▸ **RECORDS FOR PROCESSING**:
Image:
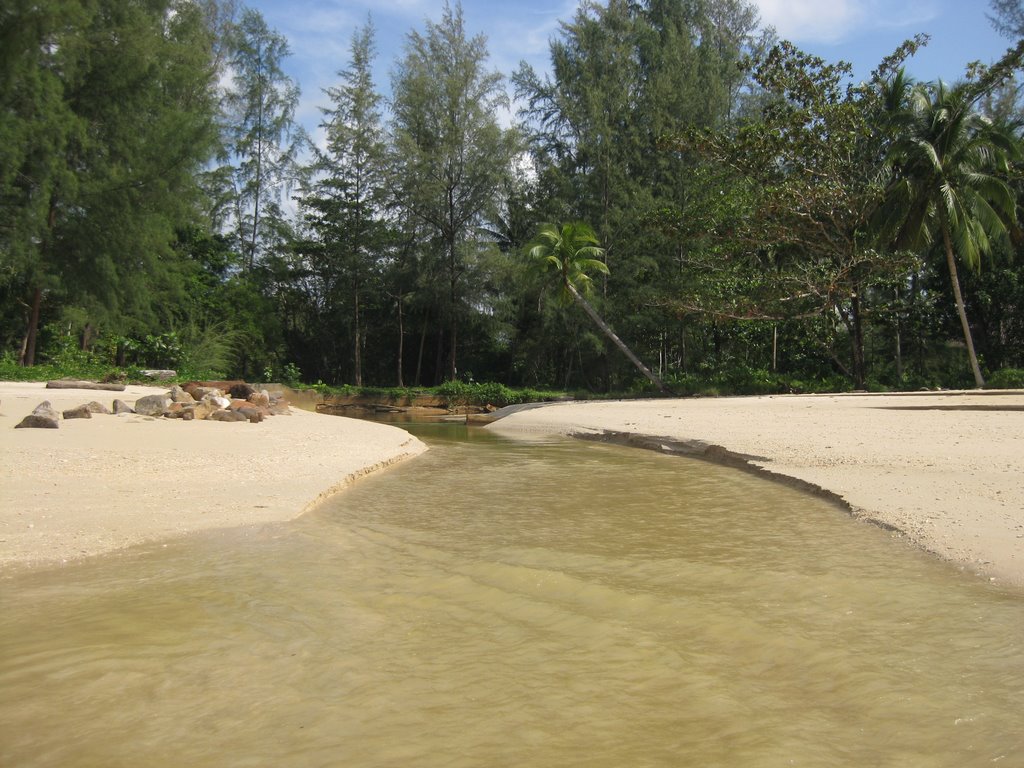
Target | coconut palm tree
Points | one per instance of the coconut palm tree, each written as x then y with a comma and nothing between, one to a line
572,251
948,166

▸ **TASK DESCRIPTION**:
Report every line from the entries above that has the word "tree" in it, copied in full.

▸ **CORRECT ANSWER**:
Target | coconut palm tree
Points | one per instance of the coconut palm tree, each written as x then y with a comma and nothing between, one to a line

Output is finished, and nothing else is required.